[Saved data entries]

──────────

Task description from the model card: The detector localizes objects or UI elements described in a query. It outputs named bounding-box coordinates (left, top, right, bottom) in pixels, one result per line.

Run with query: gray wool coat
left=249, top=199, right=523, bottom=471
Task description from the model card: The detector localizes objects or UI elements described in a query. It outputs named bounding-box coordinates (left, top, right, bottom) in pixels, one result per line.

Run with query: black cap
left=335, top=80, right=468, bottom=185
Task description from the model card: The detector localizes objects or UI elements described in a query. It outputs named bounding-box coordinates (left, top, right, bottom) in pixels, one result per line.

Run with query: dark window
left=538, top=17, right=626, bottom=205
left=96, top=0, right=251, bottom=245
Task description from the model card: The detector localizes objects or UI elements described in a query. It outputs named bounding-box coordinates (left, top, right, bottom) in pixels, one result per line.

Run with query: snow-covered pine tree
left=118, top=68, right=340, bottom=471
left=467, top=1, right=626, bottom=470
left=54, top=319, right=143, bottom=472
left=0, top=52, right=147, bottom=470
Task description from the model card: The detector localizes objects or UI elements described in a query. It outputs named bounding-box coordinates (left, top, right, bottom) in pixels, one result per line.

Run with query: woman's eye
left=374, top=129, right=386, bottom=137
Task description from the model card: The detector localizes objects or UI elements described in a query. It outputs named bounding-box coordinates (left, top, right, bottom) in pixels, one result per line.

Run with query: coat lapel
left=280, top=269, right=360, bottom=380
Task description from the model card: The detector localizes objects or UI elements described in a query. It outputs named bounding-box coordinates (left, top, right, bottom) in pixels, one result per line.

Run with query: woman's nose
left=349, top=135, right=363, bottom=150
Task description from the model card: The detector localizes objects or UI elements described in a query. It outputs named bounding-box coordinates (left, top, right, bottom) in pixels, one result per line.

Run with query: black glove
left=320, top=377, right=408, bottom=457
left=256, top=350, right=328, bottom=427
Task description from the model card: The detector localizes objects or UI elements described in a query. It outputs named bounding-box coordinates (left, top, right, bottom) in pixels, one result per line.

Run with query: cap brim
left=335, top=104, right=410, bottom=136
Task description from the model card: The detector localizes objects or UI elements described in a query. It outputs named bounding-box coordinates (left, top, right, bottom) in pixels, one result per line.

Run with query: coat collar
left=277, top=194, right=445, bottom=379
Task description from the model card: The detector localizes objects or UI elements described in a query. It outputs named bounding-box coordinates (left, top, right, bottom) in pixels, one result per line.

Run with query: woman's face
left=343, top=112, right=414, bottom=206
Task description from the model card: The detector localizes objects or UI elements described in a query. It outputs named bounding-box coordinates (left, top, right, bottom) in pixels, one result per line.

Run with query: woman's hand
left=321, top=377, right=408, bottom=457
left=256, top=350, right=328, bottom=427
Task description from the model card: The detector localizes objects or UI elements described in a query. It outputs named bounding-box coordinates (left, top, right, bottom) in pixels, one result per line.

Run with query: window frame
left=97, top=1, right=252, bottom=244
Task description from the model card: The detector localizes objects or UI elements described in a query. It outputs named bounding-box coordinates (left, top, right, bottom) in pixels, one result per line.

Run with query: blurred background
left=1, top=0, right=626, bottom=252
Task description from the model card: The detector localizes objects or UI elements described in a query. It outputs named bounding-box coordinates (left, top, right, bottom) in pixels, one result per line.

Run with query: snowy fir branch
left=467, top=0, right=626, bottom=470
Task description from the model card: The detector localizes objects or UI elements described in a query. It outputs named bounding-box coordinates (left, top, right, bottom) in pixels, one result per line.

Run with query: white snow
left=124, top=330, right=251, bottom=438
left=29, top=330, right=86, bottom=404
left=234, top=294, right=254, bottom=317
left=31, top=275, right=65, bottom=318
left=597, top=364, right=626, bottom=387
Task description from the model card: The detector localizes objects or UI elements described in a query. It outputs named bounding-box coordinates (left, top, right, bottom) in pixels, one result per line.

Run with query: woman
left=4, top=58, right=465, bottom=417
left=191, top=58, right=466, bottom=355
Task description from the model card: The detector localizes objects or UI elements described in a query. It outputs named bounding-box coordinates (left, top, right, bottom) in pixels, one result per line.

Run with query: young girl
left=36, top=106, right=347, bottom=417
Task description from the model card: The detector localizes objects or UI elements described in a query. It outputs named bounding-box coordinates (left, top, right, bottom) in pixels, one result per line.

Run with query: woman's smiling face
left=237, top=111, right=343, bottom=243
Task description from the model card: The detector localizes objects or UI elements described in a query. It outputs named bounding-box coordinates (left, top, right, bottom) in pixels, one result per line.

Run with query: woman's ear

──────────

» **Problem statement**
For every entry in the records above, write an exact copy.

» **Expected output**
Task description from the model card: The detector localizes objects or UI elements described in a query. It outputs named bounding-box coordinates (left, top, right, bottom) in pixels, one result per line.

Run with query: gray wool coat
left=249, top=199, right=523, bottom=471
Task description from the model card: The detector localizes objects or UI elements described in a query. It outputs named bounding-box coordinates (left, top, right, bottom) in pixels, one result per line.

Run with query: black cap
left=335, top=80, right=468, bottom=185
Task description from the model card: The detector localizes objects or UI elements described in a query. It outputs named bounding-box coordinates (left, top, right, bottom) in pixels, one result per line.

Run with query: dark window
left=538, top=17, right=626, bottom=205
left=96, top=0, right=251, bottom=245
Task description from the model card: The detector localizes objects or UI elements described in a query. It outputs named bounding-box coordinates (left, top, right, bottom) in pixels, one result per line.

Run with query: snow-covered pine tree
left=118, top=68, right=340, bottom=471
left=467, top=1, right=626, bottom=470
left=54, top=319, right=143, bottom=472
left=0, top=52, right=147, bottom=470
Task description from the model card: The detector localizes objects or UI elements described in a query. It outputs named bounding-box coordinates (left, top, right, bottom) in pixels, one result per line.

Run with query: woman's eye
left=374, top=129, right=386, bottom=137
Task description from the model card: The detector localizes objects or UI elements described in a query. It outputs named bounding-box coordinates (left, top, right, bottom) in pixels, one result per line.

Run with query: coat lapel
left=280, top=269, right=360, bottom=380
Task description from the model card: The detector localizes objects or UI elements described in a query. It outputs named bounding-box coordinates (left, top, right, bottom) in pixels, one result per line.

Run with query: woman's nose
left=349, top=135, right=363, bottom=150
Task description from the model card: The detector localizes objects or UI elements described in a query. It outputs named bounding-box coordinates (left, top, right, bottom) in pixels, one result per line.

Run with query: black glove
left=320, top=377, right=408, bottom=457
left=256, top=350, right=328, bottom=427
Task description from the model card: The detector localizes objects or UI elements described in a query. It outputs named bounding-box coordinates (left, top, right, bottom) in pixels, one result per line.

Run with query: cap brim
left=335, top=104, right=410, bottom=136
Task description from the model card: The detector localizes objects or UI elements described in a query. It outputs named bounding-box coordinates (left, top, right, bottom) in pixels, one result per line.

Run with query: coat collar
left=277, top=194, right=445, bottom=379
Task description from the model card: The detector localizes objects or UI elements described in a query. It outputs named bounding-box coordinates (left, top, right, bottom) in pixels, one result per line.

Run with query: woman's face
left=343, top=112, right=414, bottom=206
Task description from the model card: The detector localizes objects or UI elements described in a query. It outputs named bounding-box coordinates (left, top, right, bottom) in pixels, one result per line.

Run with query: woman's hand
left=321, top=377, right=408, bottom=457
left=256, top=350, right=328, bottom=427
Task description from the model card: The detector localizes objects or UI elements described in a query. It outputs named bounding-box coordinates (left, top, right, bottom) in pixels, one result per line.

Run with query: window frame
left=97, top=1, right=252, bottom=244
Task description from the model card: The detector localizes objects or UI elements described in a query. It outputs named bounding-box coordinates (left, top, right, bottom) in pixels, one result per line.

Run with query: blurred background
left=1, top=0, right=626, bottom=252
Task description from the model card: The detector localizes objects or UI elements described in a query. It outputs named bounding-box coordinates (left, top, right, bottom) in pixels, one result per line.

Run with query: snowy fir branch
left=467, top=0, right=626, bottom=470
Task description from the model card: The detector localizes objects or UI elements described in a query. It outputs named bounding-box coordinates (left, top, right, bottom) in pixels, one result per line.

Run with query: white snow
left=124, top=330, right=251, bottom=438
left=29, top=330, right=86, bottom=404
left=234, top=294, right=254, bottom=317
left=31, top=275, right=65, bottom=318
left=597, top=364, right=626, bottom=387
Task description from the model card: The detector localizes objects or UI elements described in a query. It outputs named bounding-box coordinates (left, top, right, bottom) in pixels, one result per line.

Run with query: woman
left=4, top=58, right=465, bottom=417
left=191, top=58, right=466, bottom=355
Task description from the model card: The detector localizes objects or UI elements described in a query. It outputs named bounding-box coordinates (left, top, right, bottom) in pixels, one result per line.

Run with query: young girl
left=36, top=106, right=347, bottom=417
Task description from the model card: The detector localizes objects or UI elements described in a query. It outputs named bounding-box coordinates (left, top, right, bottom) in pixels, one result per line.

Run with query: woman's smiling face
left=237, top=111, right=343, bottom=243
Task description from the model card: The detector localizes objects or UI elements described in a query. It outputs named bounding-box coordinates (left, top, right, bottom) in pixels, one result per line.

Run with query: woman's ear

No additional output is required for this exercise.